═════ Testo di partenza
Il tenore Remunnu ‘e locu di Bitti ha più volte incontrato stars internazionali della musica e con alcune di queste ha dato vita a laboratori di ricerca. Si sottolinea la collaborazione con i musicisti e musicologi del CERM di Sassari sfociata nei Ferienkurse di Darmstadt. I tentativi più apprezzabili, secondo il parere dello scrivente, hanno coinvolto tre artisti isolani: Luigi Lai (Darmstadt, 1991), Piero Marras (vd Tumbu) e soprattutto Enzo Favata (Voyage en Sardaigne).
Il tenore Milìa di Dorgali, nei primi anni Novanta, ha partecipato ad un laboratorio di sperimentazione con musiche del compositore Antonio Doro.
Il tenore Sèlema di Torpé ha più volte incrociato le proprie sonorità con le launeddas di G. Pala. Esperimento provato da gran parte dei cori.
Il Tenore di Orosei ha testimoniato anche in un cd (Colla Voche, 1998) una lunga collaborazione con il violoncellista E. Reijseger.
Il tenore Luisu Ozanu di Siniscola ha cantato con i Cordas et Cannas di Olbia ed entrambe le formazioni hanno inserito il frutto delle collaborazioni nei propri cd.
Il tenore Ortachis di Bolotana ha preso parte a importanti progetti di sperimentazione, fra scultura, poesia, canto, proposti in diverse parti del mondo.
Il tenore Murales di Orgosolo ha partecipato a numerose sessioni di laboratori di ricerca nel corso di diverse edizioni del festival di Sant’Anna Arresi.
I progetti, appena ricordati in estrema sintesi, sono solo un aspetto delle collaborazioni con l’espressione canora de su tenore. L’elenco non dice delle molteplici ed incommensurabili esperienze di arricchimento culturale prodotte dalla conoscenza del canto a tenore. Innumerevoli artisti traggono ispirazione dal canto polivocale più arcaico della Sardegna.
Da tempi lontani.
Una registrazione RAI effettuata negli anni Sessanta a Seneghe testimonia di un fisarmonicista che affianca l’esecuzione del suo Ballu ‘e càntidu al canto del Cuntrattu. Più volte, melodie del canto a tenore di Orune (sa crapòla), di Fonni (boborissìna), di Seneghe (barimbaridé) hanno fornito ispirazione agli armonizzatori dei canti dei cori polifonici di Nuoro prima e di altri comuni in seguito. Sovente i canti di costoro si articolano su un tessuto sonoro costruito ad imitazione delle desinenze sonore del canto de su tenore.
Larentu Pusceddu inseriva il canto di una voce grave, una contra dal suono alquanto rude, nelle canzoni che egli eseguiva fra gli anni Settanta e Ottanta.
Con sacrale rispetto dell’espressione autentica del canto tradizionale E. Favata (Voyage en Sardaigne) inserisce il Cuncordu di Castelsardo come il tenore di Bitti e/o di Orosei nelle sue composizioni moderne.
══════════
═════ Estratto dei record
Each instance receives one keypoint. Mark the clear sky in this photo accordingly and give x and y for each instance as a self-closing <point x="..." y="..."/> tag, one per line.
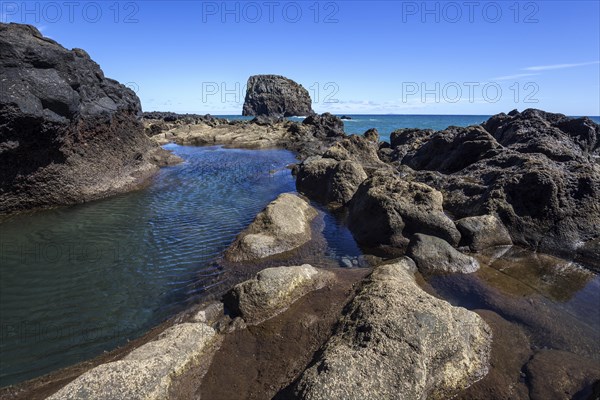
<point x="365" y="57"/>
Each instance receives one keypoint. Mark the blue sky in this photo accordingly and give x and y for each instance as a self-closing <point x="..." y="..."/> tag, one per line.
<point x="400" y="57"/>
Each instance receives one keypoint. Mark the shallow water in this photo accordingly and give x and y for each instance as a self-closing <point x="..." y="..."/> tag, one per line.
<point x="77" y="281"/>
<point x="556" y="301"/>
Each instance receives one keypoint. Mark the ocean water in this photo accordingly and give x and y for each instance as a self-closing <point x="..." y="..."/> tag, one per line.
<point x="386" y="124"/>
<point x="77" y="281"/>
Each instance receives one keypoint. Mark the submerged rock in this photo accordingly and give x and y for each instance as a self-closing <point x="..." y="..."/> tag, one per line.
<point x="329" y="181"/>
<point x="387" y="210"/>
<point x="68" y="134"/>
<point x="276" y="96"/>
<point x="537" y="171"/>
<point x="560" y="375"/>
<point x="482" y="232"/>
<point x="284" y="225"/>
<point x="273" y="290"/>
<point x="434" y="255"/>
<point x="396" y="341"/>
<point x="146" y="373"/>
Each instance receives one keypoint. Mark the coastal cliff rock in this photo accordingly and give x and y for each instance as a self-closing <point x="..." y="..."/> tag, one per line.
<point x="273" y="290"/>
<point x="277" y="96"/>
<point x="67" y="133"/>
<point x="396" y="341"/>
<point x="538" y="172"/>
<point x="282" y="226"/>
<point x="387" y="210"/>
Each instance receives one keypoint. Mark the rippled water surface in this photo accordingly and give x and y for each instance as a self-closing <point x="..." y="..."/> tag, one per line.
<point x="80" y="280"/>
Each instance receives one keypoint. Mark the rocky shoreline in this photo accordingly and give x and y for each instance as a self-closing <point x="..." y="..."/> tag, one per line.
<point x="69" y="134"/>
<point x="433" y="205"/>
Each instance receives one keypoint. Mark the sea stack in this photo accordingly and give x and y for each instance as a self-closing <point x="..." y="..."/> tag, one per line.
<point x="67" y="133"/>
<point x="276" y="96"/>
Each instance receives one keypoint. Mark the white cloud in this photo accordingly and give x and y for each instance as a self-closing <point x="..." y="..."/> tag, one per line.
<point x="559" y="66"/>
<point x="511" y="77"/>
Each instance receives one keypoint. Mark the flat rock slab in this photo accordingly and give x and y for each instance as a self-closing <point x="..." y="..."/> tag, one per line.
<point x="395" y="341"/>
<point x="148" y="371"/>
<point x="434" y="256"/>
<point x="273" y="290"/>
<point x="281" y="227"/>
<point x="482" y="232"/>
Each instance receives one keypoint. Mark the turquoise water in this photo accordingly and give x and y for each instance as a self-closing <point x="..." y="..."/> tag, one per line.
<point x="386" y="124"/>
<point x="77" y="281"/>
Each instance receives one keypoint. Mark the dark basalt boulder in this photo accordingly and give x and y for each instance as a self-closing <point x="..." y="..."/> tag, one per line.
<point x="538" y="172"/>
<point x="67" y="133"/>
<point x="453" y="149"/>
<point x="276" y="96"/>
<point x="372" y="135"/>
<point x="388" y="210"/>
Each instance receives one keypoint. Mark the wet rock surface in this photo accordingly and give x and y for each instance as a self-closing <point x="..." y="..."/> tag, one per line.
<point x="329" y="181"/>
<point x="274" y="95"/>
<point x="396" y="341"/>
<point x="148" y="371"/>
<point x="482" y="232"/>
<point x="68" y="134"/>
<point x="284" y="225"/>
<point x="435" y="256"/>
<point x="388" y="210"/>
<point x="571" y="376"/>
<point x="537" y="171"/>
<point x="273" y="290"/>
══════════
Compiti da svolgere
1. Per ciascuna affermazione indica se concorda con il testo sul canto a tenore, rispondendo sì o no e citando fedelmente le parole decisive del testo.
(a) Nei primi anni Novanta il tenore Milìa di Dorgali ha preso parte a un laboratorio con musiche del compositore Antonio Doro.
(b) Il cd Colla Voche è uscito nel 2005.
(c) La registrazione RAI fatta a Seneghe risale agli anni Settanta.
2. Rispondi a queste domande sul testo di partenza.
(a) Con quale violoncellista ha collaborato a lungo il Tenore di Orosei?
(b) Con quale formazione di Olbia ha cantato il tenore Luisu Ozanu di Siniscola?
(c) In quale festival il tenore Murales di Orgosolo ha partecipato a sessioni di laboratori di ricerca?
I record sono tratti da una fonte diversa.

Risposte ai compiti
1.
(a) Sì: "Il tenore Milìa di Dorgali, nei primi anni Novanta, ha partecipato ad un laboratorio di sperimentazione con musiche del compositore Antonio Doro."
(b) No: "(Colla Voche, 1998)"
(c) No: "Una registrazione RAI effettuata negli anni Sessanta a Seneghe"

2.
(a) Con E. Reijseger.
(b) Con i Cordas et Cannas.
(c) Al festival di Sant’Anna Arresi.